--- Activity ---
A faithful copy of every record is needed here. Images must not appear in it.

--- Data for this task ---
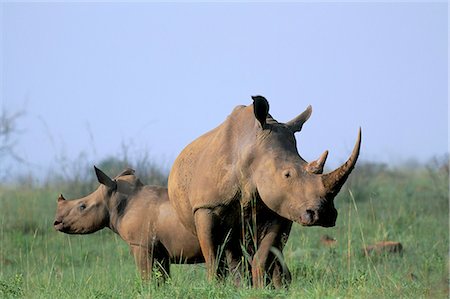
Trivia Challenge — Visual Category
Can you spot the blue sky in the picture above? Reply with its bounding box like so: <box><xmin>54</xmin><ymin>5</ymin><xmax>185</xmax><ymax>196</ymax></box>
<box><xmin>1</xmin><ymin>2</ymin><xmax>448</xmax><ymax>177</ymax></box>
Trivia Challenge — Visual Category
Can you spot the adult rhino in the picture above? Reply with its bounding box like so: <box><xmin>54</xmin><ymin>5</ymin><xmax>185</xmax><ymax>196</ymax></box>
<box><xmin>168</xmin><ymin>96</ymin><xmax>361</xmax><ymax>287</ymax></box>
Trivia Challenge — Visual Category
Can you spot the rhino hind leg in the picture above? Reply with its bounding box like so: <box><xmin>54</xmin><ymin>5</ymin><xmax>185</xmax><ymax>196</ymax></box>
<box><xmin>149</xmin><ymin>242</ymin><xmax>172</xmax><ymax>284</ymax></box>
<box><xmin>153</xmin><ymin>256</ymin><xmax>170</xmax><ymax>282</ymax></box>
<box><xmin>268</xmin><ymin>253</ymin><xmax>292</xmax><ymax>289</ymax></box>
<box><xmin>223</xmin><ymin>234</ymin><xmax>247</xmax><ymax>286</ymax></box>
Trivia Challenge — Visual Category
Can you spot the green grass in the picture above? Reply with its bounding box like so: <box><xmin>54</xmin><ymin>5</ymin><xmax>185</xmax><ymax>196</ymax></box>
<box><xmin>0</xmin><ymin>166</ymin><xmax>448</xmax><ymax>298</ymax></box>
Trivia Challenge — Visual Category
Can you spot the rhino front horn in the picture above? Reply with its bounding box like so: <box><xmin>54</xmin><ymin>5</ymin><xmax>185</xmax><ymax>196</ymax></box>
<box><xmin>322</xmin><ymin>128</ymin><xmax>361</xmax><ymax>196</ymax></box>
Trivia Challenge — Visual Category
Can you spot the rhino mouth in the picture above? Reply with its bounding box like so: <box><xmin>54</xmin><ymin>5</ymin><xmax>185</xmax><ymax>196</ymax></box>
<box><xmin>299</xmin><ymin>220</ymin><xmax>319</xmax><ymax>227</ymax></box>
<box><xmin>299</xmin><ymin>218</ymin><xmax>336</xmax><ymax>227</ymax></box>
<box><xmin>54</xmin><ymin>220</ymin><xmax>92</xmax><ymax>234</ymax></box>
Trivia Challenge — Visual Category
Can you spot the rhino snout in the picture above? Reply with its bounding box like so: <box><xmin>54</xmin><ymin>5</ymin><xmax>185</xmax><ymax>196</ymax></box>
<box><xmin>299</xmin><ymin>206</ymin><xmax>337</xmax><ymax>227</ymax></box>
<box><xmin>54</xmin><ymin>219</ymin><xmax>64</xmax><ymax>231</ymax></box>
<box><xmin>299</xmin><ymin>209</ymin><xmax>318</xmax><ymax>226</ymax></box>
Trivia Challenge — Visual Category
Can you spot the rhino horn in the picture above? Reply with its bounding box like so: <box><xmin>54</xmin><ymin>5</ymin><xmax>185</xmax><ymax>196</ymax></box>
<box><xmin>58</xmin><ymin>194</ymin><xmax>66</xmax><ymax>202</ymax></box>
<box><xmin>306</xmin><ymin>150</ymin><xmax>329</xmax><ymax>174</ymax></box>
<box><xmin>286</xmin><ymin>105</ymin><xmax>312</xmax><ymax>133</ymax></box>
<box><xmin>322</xmin><ymin>128</ymin><xmax>361</xmax><ymax>196</ymax></box>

--- Final answer ---
Trivia Challenge — Visual Category
Can you spot the blue sky in the picture above? Reply with its bounding box like so: <box><xmin>54</xmin><ymin>5</ymin><xmax>185</xmax><ymax>196</ymax></box>
<box><xmin>1</xmin><ymin>2</ymin><xmax>448</xmax><ymax>177</ymax></box>
Trivia Challenge — Visual Category
Can you spot the adult rhino in the picture above? Reply with its bounding box like so: <box><xmin>54</xmin><ymin>5</ymin><xmax>185</xmax><ymax>196</ymax></box>
<box><xmin>168</xmin><ymin>96</ymin><xmax>361</xmax><ymax>287</ymax></box>
Trivia Challenge — Visual Category
Can you spot the rhino hind leg in the picture above? Reply with its bounding box like so: <box><xmin>54</xmin><ymin>5</ymin><xmax>185</xmax><ymax>196</ymax></box>
<box><xmin>149</xmin><ymin>242</ymin><xmax>172</xmax><ymax>284</ymax></box>
<box><xmin>153</xmin><ymin>256</ymin><xmax>170</xmax><ymax>282</ymax></box>
<box><xmin>268</xmin><ymin>253</ymin><xmax>292</xmax><ymax>289</ymax></box>
<box><xmin>223</xmin><ymin>234</ymin><xmax>247</xmax><ymax>286</ymax></box>
Trivia Challenge — Visual Category
Can you spot the green grass in the picture above? Reply with its bounding box like so: <box><xmin>54</xmin><ymin>5</ymin><xmax>185</xmax><ymax>196</ymax></box>
<box><xmin>0</xmin><ymin>166</ymin><xmax>448</xmax><ymax>298</ymax></box>
Trivia Challenge — Visual Category
Can you spot the rhino front horn in the picture above? Reply with its bounding box like so: <box><xmin>54</xmin><ymin>5</ymin><xmax>185</xmax><ymax>196</ymax></box>
<box><xmin>322</xmin><ymin>128</ymin><xmax>361</xmax><ymax>196</ymax></box>
Trivia Challenge — Visual Category
Can you spot the rhino mouth in the picture above? Reply with its bounding box like so: <box><xmin>54</xmin><ymin>5</ymin><xmax>185</xmax><ymax>196</ymax></box>
<box><xmin>299</xmin><ymin>220</ymin><xmax>319</xmax><ymax>227</ymax></box>
<box><xmin>299</xmin><ymin>218</ymin><xmax>336</xmax><ymax>227</ymax></box>
<box><xmin>54</xmin><ymin>220</ymin><xmax>92</xmax><ymax>234</ymax></box>
Trivia Challenge — Visual Category
Can you spot the rhino snout in the picture above? Reply with its bounding box like so: <box><xmin>54</xmin><ymin>5</ymin><xmax>185</xmax><ymax>196</ymax></box>
<box><xmin>299</xmin><ymin>206</ymin><xmax>337</xmax><ymax>227</ymax></box>
<box><xmin>54</xmin><ymin>219</ymin><xmax>64</xmax><ymax>231</ymax></box>
<box><xmin>299</xmin><ymin>209</ymin><xmax>318</xmax><ymax>226</ymax></box>
Trivia Challenge — Visual Category
Can you spot the rhino horn in the picture above? Reply with its bounding box like so: <box><xmin>54</xmin><ymin>5</ymin><xmax>185</xmax><ymax>196</ymax></box>
<box><xmin>58</xmin><ymin>194</ymin><xmax>66</xmax><ymax>202</ymax></box>
<box><xmin>306</xmin><ymin>150</ymin><xmax>329</xmax><ymax>174</ymax></box>
<box><xmin>286</xmin><ymin>105</ymin><xmax>312</xmax><ymax>133</ymax></box>
<box><xmin>322</xmin><ymin>128</ymin><xmax>361</xmax><ymax>196</ymax></box>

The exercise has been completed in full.